__PAGE TEXT__:
The identification of Jebel Musa in the southern tip of the modern day Sinai peninsula only goes back to a fourth century CHRISTIAN tradition.  There are biblical texts that suggest this identification is incorrect.  The ambiguity of the exact route compounds the problem.


[Early Date = 15th century BC; Late Date = 13th century BC].  The date and circumstances of the Israelite exodus and the ensuing invasion of Canaan arguably constitutes the most exasperating problem in archaeology as it relates to the Bible.  The date depends in part on the archaeological data.  For example:  (1) Do "Pithom and Ramesses" in Exod. 1:11 force the conclusion that the Israelites left Egypt during the reign of Ramesses II (thereby forcing the conclusion that the "late date" of the 13th century BC is correct in contradiction to II Kings 6:1); (2) what does the material culture of Canaan tell us?  Archaeologists are divided over whether there is evidence that the Israelites ever lived in Canaan before the 13th century BC (again jeopardizing the early date); (3) Does the archaeological evidence of sites said to have been destroyed in the book of Joshua support a violent conquest or not?; (4) Does archaeology in the Transjordan support an Israelite migration through those areas in the 15th or 13 th centuries BC?

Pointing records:
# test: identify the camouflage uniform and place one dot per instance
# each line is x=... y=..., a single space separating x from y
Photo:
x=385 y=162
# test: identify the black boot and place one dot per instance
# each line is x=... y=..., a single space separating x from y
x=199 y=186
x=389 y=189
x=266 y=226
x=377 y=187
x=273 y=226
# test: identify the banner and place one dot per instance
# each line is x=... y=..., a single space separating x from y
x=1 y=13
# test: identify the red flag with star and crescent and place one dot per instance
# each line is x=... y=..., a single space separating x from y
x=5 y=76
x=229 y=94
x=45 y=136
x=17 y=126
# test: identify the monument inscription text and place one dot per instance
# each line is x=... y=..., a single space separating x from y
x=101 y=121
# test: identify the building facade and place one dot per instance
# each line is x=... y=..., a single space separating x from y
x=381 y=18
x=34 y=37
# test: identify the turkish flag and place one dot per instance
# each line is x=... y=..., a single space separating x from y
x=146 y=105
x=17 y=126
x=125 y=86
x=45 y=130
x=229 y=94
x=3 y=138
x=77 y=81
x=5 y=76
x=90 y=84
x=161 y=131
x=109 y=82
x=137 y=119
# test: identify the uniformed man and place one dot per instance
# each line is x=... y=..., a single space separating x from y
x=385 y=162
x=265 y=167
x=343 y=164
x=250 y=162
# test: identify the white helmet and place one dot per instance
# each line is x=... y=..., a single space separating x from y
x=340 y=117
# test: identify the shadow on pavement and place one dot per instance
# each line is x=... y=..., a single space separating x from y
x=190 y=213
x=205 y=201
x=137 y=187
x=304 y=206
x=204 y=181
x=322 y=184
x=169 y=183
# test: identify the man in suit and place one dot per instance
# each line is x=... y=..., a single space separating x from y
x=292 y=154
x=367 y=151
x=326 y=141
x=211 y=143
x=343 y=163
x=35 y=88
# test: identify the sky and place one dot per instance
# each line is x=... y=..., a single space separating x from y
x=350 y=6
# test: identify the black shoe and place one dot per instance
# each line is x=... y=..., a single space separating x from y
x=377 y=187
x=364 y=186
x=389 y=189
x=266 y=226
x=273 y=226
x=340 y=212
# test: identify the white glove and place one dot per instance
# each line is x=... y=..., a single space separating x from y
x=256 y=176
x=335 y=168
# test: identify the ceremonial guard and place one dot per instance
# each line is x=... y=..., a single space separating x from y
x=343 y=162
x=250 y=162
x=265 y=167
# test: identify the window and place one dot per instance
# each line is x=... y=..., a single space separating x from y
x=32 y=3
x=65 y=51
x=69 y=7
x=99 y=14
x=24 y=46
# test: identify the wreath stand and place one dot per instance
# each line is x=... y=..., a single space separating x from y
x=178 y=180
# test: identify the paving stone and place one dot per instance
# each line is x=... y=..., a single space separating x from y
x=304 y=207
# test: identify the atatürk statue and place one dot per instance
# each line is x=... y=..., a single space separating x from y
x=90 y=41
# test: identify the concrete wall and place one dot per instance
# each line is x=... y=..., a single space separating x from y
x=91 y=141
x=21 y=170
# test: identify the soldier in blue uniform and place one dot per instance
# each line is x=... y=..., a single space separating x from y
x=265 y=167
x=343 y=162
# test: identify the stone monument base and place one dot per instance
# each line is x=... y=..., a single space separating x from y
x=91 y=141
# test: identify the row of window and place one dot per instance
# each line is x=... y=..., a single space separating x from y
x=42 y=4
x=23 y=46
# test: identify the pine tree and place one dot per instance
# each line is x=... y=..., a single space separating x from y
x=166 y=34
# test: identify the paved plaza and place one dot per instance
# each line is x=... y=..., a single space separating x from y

__EXERCISE AIM__:
Please resume the passage about the date and route of the Israelite exodus, starting right after its final sentence.

__RIGHT ANSWER__:
Assign. 6

References to the Philistines in the OT earlier than the time of David are thought by many to be historical errors.

Assign. 7

One current archaeological "school" (the deconstructionists or "minimalists") insist that ALL biblical history is a fabrication that ALL the biblical documents were written after the exile (circa 500 BC) and are hence far removed from the events the Bible portrays.  If the reference to David is correct, this flatly contradicts their position.

Assign. 8

Variant forms of Yahweh worship are archaeologically undeniably is evidence of their existence a problem for Biblical accuracy?